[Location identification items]
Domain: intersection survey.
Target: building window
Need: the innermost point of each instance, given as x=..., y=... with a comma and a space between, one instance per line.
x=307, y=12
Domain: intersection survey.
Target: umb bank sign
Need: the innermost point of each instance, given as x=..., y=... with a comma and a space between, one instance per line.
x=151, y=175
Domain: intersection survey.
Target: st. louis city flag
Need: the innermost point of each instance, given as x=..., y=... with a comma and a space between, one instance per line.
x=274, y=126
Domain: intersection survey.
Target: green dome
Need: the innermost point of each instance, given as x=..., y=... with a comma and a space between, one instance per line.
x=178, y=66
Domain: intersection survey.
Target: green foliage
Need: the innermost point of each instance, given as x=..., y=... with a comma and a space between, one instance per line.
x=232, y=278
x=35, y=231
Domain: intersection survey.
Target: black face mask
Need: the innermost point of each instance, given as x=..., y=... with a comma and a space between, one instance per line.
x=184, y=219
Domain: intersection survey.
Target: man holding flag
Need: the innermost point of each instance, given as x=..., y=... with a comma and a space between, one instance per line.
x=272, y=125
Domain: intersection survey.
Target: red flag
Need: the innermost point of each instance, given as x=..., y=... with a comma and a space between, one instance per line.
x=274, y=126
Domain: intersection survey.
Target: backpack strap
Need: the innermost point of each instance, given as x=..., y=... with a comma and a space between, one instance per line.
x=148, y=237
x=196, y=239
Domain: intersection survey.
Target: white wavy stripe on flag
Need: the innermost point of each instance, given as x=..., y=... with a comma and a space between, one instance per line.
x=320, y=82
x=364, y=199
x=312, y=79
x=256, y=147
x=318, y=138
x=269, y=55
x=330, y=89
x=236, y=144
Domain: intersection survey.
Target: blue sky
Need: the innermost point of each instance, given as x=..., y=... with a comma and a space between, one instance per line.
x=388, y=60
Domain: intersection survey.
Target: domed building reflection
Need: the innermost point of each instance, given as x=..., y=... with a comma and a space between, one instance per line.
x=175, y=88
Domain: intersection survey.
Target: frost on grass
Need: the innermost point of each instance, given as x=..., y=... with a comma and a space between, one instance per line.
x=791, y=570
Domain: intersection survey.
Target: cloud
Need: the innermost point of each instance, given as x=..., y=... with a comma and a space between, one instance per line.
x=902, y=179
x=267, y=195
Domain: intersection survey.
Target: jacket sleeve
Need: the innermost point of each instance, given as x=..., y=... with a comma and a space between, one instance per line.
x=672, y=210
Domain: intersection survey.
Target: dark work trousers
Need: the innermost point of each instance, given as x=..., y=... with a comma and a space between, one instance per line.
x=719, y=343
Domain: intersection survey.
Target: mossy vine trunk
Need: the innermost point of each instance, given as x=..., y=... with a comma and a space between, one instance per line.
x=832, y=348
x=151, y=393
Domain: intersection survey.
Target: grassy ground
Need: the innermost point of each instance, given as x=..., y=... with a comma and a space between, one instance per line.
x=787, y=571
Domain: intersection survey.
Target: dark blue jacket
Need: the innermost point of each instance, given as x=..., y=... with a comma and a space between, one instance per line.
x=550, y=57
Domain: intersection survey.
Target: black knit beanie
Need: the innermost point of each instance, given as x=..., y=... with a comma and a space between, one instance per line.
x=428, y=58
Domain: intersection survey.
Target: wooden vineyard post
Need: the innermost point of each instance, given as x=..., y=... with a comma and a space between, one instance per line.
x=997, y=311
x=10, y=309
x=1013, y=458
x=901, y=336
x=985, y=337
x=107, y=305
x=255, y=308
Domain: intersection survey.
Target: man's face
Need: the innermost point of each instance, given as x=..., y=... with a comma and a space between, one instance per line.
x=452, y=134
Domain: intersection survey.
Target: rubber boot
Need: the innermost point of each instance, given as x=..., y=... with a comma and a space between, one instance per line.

**EXERCISE REQUIREMENTS**
Reproduce the rows from the very first line up to and including the line with "x=35, y=231", keeping the requests, and offset every coordinate in the answers by adding 46 to it.

**WORKED ANSWER**
Domain: intersection survey.
Target: building window
Need: the innermost point of each instance, given as x=..., y=... with a comma and a space between, one instance per line.
x=353, y=58
Domain: intersection survey.
Target: umb bank sign
Need: the innermost point of each instance, given as x=..., y=... with a comma and a space between, one instance per line.
x=197, y=221
Domain: intersection survey.
Target: st. louis city flag
Need: the innermost point of each instance, given as x=..., y=... with a comma and a space between, one instance per line.
x=320, y=172
Domain: intersection survey.
Target: green dome
Need: the innermost point of each instance, given as x=..., y=... with a comma and a space between, one instance per line.
x=224, y=112
Domain: intersection survey.
Target: green foliage
Need: the innermost point of each instance, given as x=..., y=... with a comma and a space between, one instance per line.
x=278, y=324
x=81, y=277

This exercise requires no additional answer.